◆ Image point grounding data
>>>

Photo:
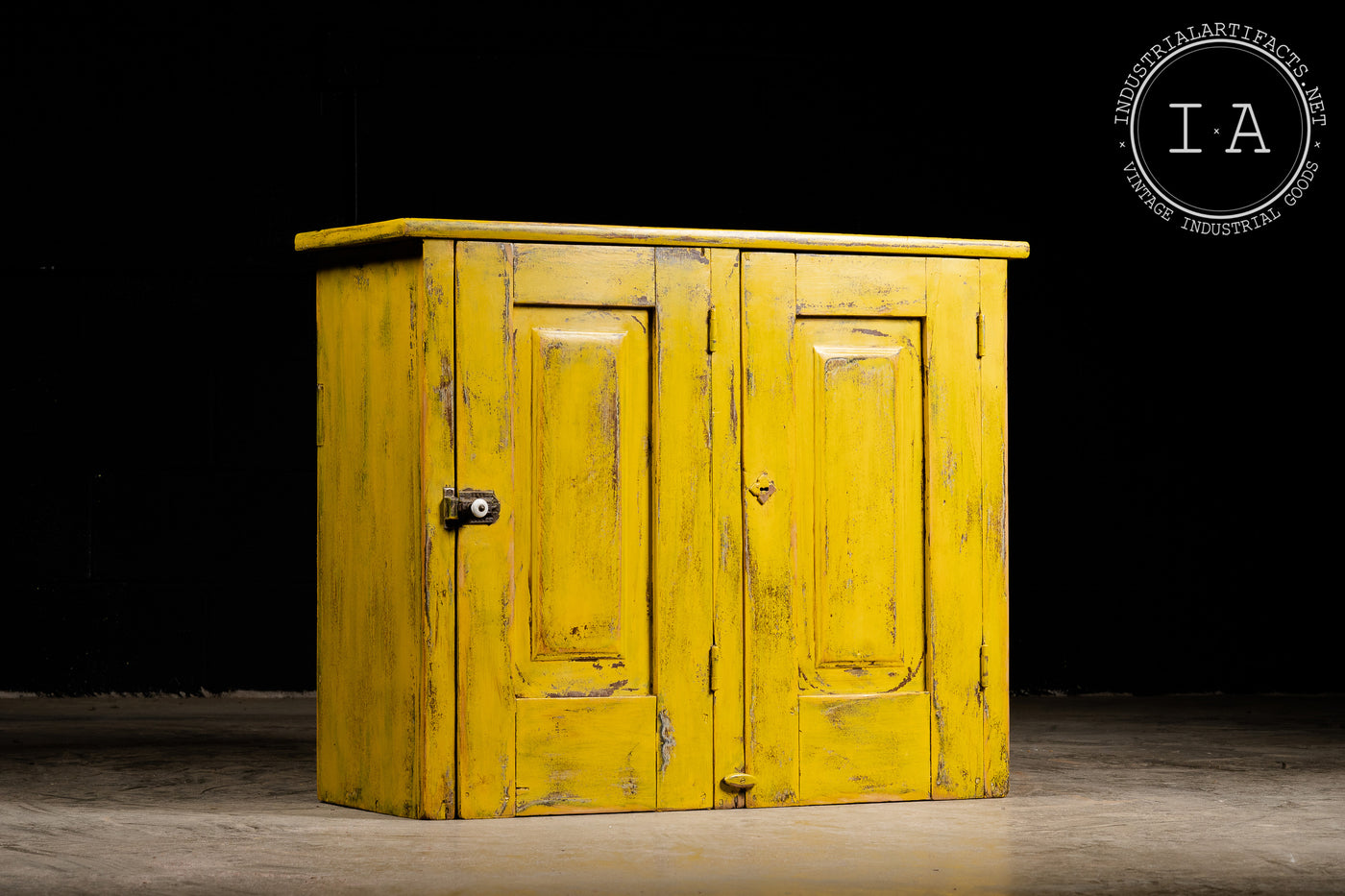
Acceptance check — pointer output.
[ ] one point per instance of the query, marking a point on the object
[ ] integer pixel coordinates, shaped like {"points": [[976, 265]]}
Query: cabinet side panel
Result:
{"points": [[369, 537], [994, 309], [955, 530]]}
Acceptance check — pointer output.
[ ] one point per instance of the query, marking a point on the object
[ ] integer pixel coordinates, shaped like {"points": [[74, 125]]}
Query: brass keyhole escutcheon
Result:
{"points": [[763, 489]]}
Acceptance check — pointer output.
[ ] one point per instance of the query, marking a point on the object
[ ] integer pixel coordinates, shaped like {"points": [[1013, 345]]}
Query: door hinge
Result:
{"points": [[322, 420], [468, 507]]}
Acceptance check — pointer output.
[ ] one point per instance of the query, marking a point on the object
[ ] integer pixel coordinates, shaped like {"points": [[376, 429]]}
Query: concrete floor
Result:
{"points": [[1110, 794]]}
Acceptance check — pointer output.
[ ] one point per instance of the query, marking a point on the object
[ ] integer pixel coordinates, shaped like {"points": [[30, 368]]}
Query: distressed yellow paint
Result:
{"points": [[787, 241], [682, 543], [581, 540], [486, 599], [861, 285], [585, 755], [864, 748], [726, 516], [770, 529], [994, 309], [582, 275], [437, 754], [807, 485], [955, 529], [369, 506], [860, 409]]}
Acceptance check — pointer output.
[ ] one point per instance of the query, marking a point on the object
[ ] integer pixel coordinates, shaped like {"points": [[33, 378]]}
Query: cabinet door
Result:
{"points": [[584, 613], [863, 527]]}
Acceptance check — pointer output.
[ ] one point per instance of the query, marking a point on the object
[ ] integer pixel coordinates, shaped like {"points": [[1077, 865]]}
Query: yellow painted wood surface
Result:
{"points": [[683, 559], [486, 599], [585, 755], [994, 440], [767, 539], [726, 517], [955, 529], [863, 748], [860, 448], [369, 507], [437, 752], [769, 529], [581, 539], [598, 234]]}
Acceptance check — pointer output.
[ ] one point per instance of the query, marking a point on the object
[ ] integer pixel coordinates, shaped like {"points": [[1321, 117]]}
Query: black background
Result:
{"points": [[1173, 460]]}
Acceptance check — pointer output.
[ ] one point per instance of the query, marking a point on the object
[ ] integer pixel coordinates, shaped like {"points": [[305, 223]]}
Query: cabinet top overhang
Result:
{"points": [[786, 241]]}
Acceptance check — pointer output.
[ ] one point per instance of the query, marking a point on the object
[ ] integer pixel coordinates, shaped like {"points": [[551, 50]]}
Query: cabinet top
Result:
{"points": [[446, 229]]}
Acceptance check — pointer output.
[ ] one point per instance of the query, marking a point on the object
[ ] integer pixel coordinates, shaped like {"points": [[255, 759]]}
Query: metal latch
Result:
{"points": [[468, 507], [739, 781]]}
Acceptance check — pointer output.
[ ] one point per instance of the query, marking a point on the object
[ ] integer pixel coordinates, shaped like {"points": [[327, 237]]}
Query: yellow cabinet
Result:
{"points": [[616, 519]]}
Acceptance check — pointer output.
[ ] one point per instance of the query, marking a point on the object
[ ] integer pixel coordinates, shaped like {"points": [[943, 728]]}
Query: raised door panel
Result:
{"points": [[860, 516], [584, 611]]}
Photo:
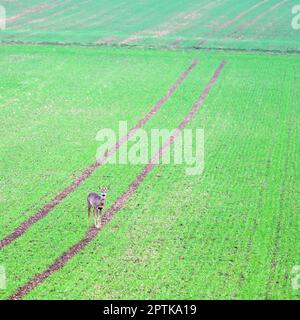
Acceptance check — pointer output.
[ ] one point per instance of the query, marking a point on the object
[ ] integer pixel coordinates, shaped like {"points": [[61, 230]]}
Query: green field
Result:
{"points": [[229, 233], [250, 24]]}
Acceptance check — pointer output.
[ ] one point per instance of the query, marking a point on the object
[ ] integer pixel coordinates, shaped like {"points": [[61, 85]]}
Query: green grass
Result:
{"points": [[228, 233], [180, 24]]}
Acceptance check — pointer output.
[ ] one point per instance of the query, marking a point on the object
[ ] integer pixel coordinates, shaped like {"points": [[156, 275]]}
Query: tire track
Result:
{"points": [[250, 23], [119, 203], [229, 22], [23, 227]]}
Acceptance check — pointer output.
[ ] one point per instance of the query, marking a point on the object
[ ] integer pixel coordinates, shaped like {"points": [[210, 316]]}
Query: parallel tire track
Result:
{"points": [[22, 228], [250, 23], [228, 23], [119, 203]]}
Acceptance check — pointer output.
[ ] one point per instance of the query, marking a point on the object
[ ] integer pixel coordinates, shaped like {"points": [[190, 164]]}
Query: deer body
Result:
{"points": [[96, 202]]}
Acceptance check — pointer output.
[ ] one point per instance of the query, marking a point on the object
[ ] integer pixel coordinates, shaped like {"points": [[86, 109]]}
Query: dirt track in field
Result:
{"points": [[119, 203], [229, 22], [250, 23], [20, 230]]}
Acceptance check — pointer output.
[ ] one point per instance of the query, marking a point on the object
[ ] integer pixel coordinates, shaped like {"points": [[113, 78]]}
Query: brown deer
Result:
{"points": [[97, 202]]}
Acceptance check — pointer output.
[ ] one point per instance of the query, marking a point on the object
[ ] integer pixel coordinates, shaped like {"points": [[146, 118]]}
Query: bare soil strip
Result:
{"points": [[119, 203], [20, 230], [250, 23], [228, 23]]}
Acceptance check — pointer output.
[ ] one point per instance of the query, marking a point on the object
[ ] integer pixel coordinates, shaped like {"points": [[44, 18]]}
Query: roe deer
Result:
{"points": [[96, 202]]}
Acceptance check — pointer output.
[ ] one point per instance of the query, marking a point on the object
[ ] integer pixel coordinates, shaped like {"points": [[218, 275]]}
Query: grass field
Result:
{"points": [[229, 233], [226, 24]]}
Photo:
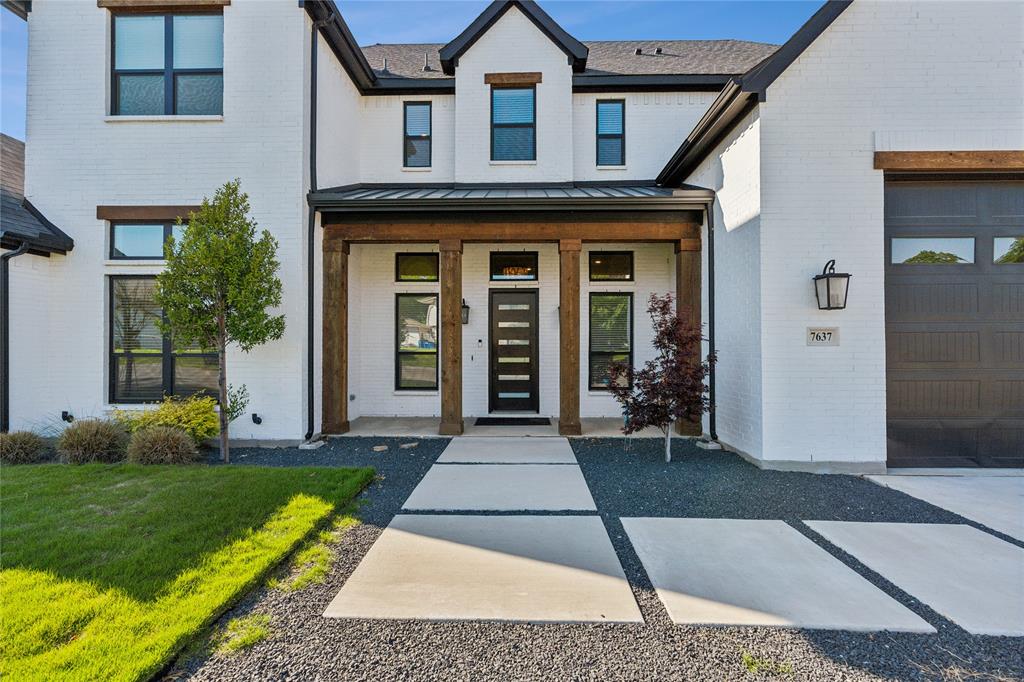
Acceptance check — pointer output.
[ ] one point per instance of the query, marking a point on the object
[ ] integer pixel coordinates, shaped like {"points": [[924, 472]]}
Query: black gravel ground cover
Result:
{"points": [[627, 478]]}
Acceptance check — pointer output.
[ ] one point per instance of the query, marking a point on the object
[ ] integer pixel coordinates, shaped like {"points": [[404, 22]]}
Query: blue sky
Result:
{"points": [[438, 22]]}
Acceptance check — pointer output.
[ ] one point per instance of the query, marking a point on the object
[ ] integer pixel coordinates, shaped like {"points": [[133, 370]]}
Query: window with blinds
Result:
{"points": [[168, 65], [610, 132], [416, 343], [144, 364], [610, 335], [513, 124], [417, 135]]}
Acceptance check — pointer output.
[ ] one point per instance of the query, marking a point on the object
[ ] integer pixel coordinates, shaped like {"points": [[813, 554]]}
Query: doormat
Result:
{"points": [[513, 421]]}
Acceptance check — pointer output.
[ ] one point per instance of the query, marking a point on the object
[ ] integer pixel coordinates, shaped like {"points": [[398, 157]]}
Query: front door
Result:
{"points": [[513, 350]]}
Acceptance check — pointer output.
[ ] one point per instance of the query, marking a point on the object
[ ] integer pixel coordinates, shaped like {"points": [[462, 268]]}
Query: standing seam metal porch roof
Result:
{"points": [[507, 197]]}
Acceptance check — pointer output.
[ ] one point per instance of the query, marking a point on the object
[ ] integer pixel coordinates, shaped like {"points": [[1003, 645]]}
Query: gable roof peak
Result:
{"points": [[574, 50]]}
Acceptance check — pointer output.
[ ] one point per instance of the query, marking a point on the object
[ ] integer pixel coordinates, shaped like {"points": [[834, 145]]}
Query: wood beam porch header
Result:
{"points": [[511, 231], [995, 161]]}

<<<

◆ Problem to work on
In the answer, include exactly the lines from the top of the entries through the line containing "Query: yellow painted wood surface", and nothing else, not even the pictures.

◆ Problem solution
Photo:
Acceptance check — pointer output.
[ ] one point per instance of the query, marking a point on the object
[ ] integer pixel coordinates, shaped like {"points": [[976, 265]]}
Query: cabinet side panel
Result:
{"points": [[369, 537], [994, 309], [955, 530]]}
Acceptance check — pointer output.
[ ] one point per instance of the query, marking a point on the object
[ ] integer pixel coordinates, shaped like {"points": [[74, 125]]}
Query: brass keyhole escutcheon
Result:
{"points": [[763, 489]]}
Acceptance check — pointer output.
[ ] one point per instance of the query, marking a point on the object
[ ] integer pixel coordinates, shaped like {"points": [[1013, 345]]}
Query: door hinge
Result:
{"points": [[322, 420], [468, 507]]}
Acceptance check — pointer output.
[ ] one point per instance of the query, marking a point on the object
[ ] integer pixel coordinates, shaped like {"points": [[376, 429]]}
Query: concrete floor
Result:
{"points": [[1110, 794]]}
Acceptance check — pointer output.
[ ] one point per instance of the query, marking a point on the object
[ ] integer pixel coordinates, shaped like {"points": [[30, 368]]}
Query: distressed yellow paint
Result:
{"points": [[787, 241], [682, 543], [581, 540], [486, 599], [861, 285], [585, 755], [864, 748], [726, 516], [770, 529], [994, 309], [582, 275], [437, 754], [807, 485], [955, 529], [369, 506], [860, 409]]}
Acceptance check — pointer output.
[ ] one point per instance of the query, marking a point on the object
[ ] integer pixel coordinates, shaped like {"points": [[33, 378]]}
Query: cabinet door
Result:
{"points": [[584, 613], [863, 527]]}
Acceptance check — pointer output.
[ ] one point per instance of the query, marking a point on the object
[ ] integer pixel coordinates, shaped like {"points": [[1077, 865]]}
Query: yellow painted wood surface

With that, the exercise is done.